[Records from a collection]
■ ■ ■

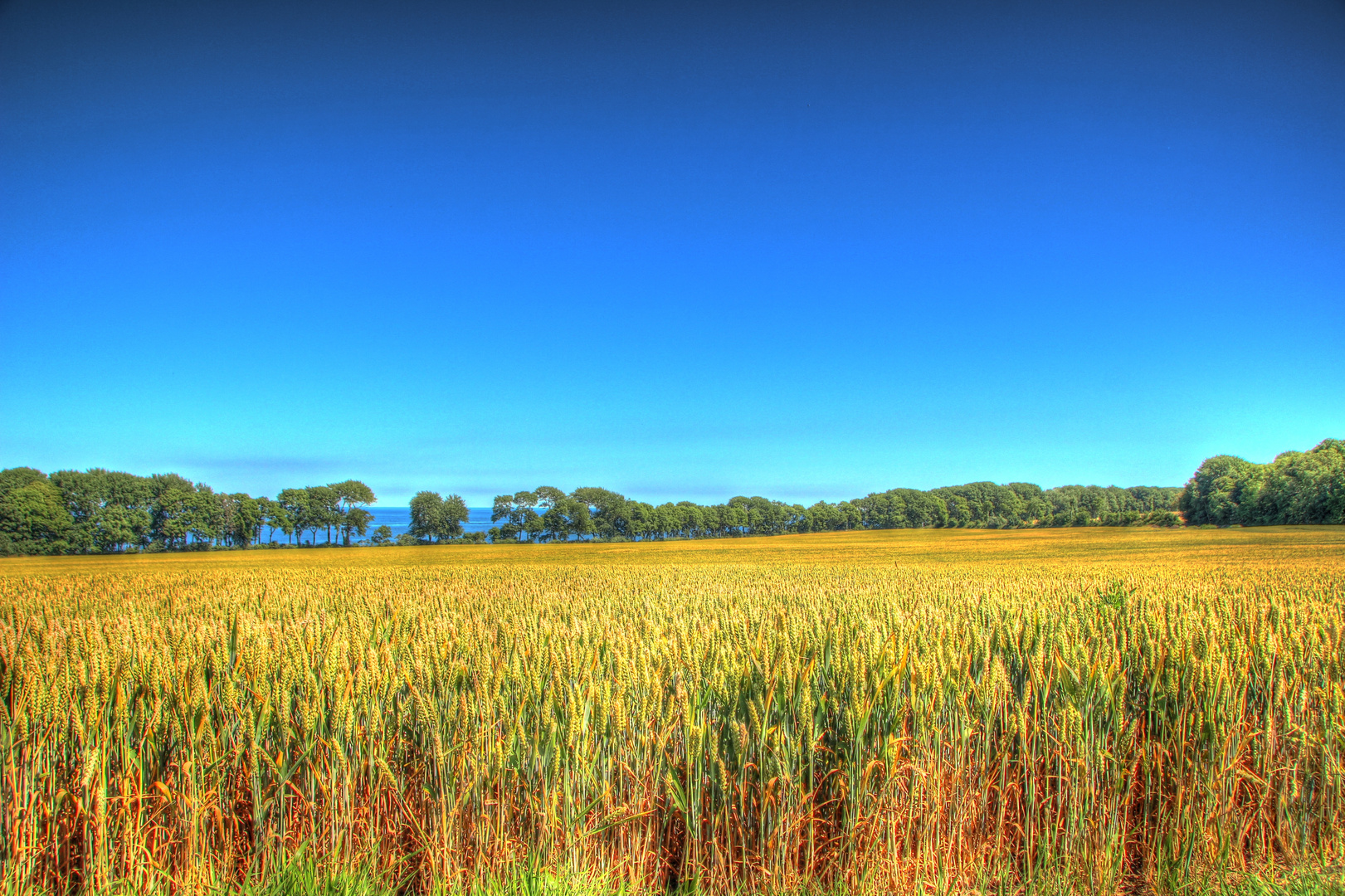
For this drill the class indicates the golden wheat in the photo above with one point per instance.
(989, 720)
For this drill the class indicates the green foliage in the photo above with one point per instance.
(1294, 489)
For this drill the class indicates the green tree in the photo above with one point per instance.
(426, 509)
(351, 497)
(32, 515)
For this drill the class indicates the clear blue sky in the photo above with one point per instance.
(681, 251)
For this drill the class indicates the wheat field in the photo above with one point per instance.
(1099, 711)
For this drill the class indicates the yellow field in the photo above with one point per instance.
(1091, 711)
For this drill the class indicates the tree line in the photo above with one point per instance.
(104, 512)
(1297, 487)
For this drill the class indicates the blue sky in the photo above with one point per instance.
(681, 251)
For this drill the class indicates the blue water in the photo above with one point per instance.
(400, 519)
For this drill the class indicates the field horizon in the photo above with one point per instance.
(1102, 711)
(1084, 545)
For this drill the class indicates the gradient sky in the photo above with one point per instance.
(681, 251)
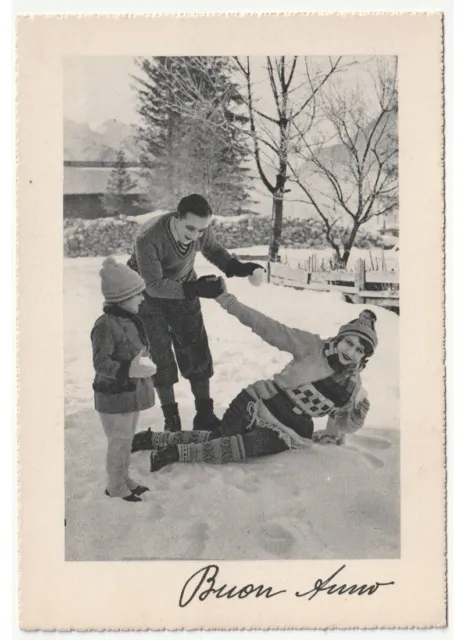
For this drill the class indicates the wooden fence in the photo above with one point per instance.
(362, 286)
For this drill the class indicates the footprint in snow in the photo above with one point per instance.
(276, 539)
(371, 442)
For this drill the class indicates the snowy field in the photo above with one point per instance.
(325, 502)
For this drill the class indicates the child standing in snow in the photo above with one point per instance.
(122, 384)
(271, 416)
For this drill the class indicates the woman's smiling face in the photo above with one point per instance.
(350, 350)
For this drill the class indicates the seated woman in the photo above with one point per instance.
(274, 415)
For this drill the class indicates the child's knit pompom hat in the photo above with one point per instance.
(119, 282)
(364, 328)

■ ■ ■

- Work to complete
Each entry above is to be written out exactly. The pictures stay out.

- Response to the task
For this drill the class indicates the golden wheat in the photo above with one point per instance.
(989, 720)
For this drill the class indicates the green foliage in the photo above with one point per instance.
(1294, 489)
For this drill the class indicates the green tree in the photo above with one point per instance.
(426, 509)
(351, 497)
(32, 515)
For this drill the class indicates the clear blue sky in the photo above with one point per instance.
(681, 251)
For this drill the class indicates the wheat field in the photo above with one point per instance.
(1099, 711)
For this drill the class indicates the yellow field in the photo above with one point per instance.
(1091, 711)
For this drill the class indicates the tree line in the photo above with one point per instance.
(104, 512)
(1297, 487)
For this drill the class indicates the blue sky in the photo above with one point per instance.
(681, 251)
For this drill the class indicates the blue water in the photo above with one point per instance.
(400, 519)
For this drill the class indicates the field horizon in the photo above with one point per instance.
(1102, 711)
(1084, 545)
For this drill the class indicates the gradient sky in the photo above with one point per instance.
(681, 251)
For this drill the class indicates the wooden fence in the photo above with one point per instance.
(362, 286)
For this drill the class indicates the footprint in snow in the photo above with one point per instance.
(276, 539)
(371, 442)
For this drill the class indicates the snowy field in the photo above with one point per instance.
(325, 502)
For this drill the class indicates the child standing in snow in the photo above with one point per instance.
(122, 384)
(271, 416)
For this drill the class indicates the woman's smiling face in the photo above with one point per instance.
(350, 350)
For this drill the class indicates the seated woman in the photo above with one point per instance.
(274, 415)
For this drill the class indicates the child's knit pompom hat in the photo above with one point per instance.
(119, 282)
(364, 328)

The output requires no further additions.